PROBLEM REQUIREMENTS
Repeat exactly the lines from the start of the entries below through the line containing "166L496 173L493 158ZM533". Omit the rest.

##### TASK INPUT

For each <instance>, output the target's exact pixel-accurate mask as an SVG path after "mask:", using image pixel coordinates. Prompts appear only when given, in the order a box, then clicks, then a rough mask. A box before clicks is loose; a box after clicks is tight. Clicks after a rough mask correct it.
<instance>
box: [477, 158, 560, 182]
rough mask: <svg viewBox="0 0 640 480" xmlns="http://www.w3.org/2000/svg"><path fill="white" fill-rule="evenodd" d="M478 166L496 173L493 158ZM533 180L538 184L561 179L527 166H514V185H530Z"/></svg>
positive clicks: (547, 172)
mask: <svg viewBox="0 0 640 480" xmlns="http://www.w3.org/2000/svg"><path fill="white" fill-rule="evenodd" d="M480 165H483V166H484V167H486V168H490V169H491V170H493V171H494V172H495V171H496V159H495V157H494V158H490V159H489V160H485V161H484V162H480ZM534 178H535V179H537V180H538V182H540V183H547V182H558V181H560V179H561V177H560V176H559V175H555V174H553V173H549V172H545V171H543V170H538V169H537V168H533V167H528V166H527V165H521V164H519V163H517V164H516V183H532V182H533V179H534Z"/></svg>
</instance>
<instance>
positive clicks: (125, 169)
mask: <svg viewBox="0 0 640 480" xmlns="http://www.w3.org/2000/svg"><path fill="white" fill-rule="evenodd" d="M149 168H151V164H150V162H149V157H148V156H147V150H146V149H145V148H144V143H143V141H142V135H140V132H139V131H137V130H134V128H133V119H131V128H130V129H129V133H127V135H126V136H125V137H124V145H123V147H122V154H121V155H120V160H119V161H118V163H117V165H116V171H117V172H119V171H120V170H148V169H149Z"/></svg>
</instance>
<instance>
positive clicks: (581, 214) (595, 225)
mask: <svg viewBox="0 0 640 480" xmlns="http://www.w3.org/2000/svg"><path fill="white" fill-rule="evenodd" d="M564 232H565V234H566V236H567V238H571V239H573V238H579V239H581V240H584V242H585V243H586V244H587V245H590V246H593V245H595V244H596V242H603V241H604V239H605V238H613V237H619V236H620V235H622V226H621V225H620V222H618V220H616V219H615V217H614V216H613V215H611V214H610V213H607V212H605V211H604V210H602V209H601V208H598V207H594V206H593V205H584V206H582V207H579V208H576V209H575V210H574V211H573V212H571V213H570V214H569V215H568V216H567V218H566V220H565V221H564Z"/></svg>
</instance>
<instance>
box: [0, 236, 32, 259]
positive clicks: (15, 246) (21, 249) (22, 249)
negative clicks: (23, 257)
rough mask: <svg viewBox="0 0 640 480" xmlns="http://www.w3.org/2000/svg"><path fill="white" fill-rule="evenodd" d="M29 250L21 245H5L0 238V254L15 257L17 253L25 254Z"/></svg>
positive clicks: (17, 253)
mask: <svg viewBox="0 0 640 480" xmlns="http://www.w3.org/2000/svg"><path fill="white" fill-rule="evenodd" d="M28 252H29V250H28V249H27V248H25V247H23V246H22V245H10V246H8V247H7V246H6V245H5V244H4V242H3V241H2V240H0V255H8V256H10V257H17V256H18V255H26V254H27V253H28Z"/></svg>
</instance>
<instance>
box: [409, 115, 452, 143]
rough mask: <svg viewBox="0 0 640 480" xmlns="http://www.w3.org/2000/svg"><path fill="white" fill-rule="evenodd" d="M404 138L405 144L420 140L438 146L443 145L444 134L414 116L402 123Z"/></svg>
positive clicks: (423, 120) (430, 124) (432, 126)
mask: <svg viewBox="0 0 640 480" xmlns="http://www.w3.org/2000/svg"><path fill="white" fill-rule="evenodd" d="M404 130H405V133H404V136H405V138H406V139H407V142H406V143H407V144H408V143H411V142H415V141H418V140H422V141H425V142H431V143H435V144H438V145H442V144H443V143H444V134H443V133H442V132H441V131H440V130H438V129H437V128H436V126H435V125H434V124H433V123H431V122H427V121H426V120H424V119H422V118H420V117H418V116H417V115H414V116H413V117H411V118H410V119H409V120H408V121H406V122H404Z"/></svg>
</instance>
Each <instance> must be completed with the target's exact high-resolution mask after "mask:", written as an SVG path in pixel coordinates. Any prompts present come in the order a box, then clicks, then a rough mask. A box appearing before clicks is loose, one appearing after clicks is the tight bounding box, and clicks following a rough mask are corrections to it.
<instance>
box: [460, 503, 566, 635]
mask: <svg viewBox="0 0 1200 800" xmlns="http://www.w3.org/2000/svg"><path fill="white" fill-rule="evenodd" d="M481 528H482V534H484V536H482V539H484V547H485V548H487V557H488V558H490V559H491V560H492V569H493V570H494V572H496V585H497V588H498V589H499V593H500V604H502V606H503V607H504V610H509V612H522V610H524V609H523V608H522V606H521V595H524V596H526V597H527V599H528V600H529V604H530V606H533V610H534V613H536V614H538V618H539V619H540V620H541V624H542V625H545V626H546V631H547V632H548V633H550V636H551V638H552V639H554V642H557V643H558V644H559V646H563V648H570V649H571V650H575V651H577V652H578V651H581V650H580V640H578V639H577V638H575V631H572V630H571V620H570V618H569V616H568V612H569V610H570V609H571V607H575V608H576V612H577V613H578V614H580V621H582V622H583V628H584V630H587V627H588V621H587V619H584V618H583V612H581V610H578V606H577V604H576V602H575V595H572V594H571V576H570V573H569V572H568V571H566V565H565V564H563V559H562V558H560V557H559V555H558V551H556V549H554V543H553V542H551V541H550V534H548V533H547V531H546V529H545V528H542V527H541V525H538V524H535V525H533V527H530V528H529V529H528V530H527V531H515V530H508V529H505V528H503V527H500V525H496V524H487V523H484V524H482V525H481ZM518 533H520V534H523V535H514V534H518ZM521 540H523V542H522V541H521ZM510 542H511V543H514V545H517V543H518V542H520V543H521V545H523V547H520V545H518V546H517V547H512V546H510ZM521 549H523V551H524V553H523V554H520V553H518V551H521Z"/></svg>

##########

YOUR SOLUTION
For each <instance>, output the target's exact pixel-accurate mask as an SVG path after "mask:", using image pixel coordinates. Prompts appear only when given, in the order a box, then clicks, then a rough mask. A box before clicks is loose; a box after clicks is tight. Clicks after a rough mask correct it.
<instance>
box: [477, 158, 560, 182]
rough mask: <svg viewBox="0 0 640 480" xmlns="http://www.w3.org/2000/svg"><path fill="white" fill-rule="evenodd" d="M478 166L496 173L493 158ZM533 180L538 184L561 179L527 166H514V185H530Z"/></svg>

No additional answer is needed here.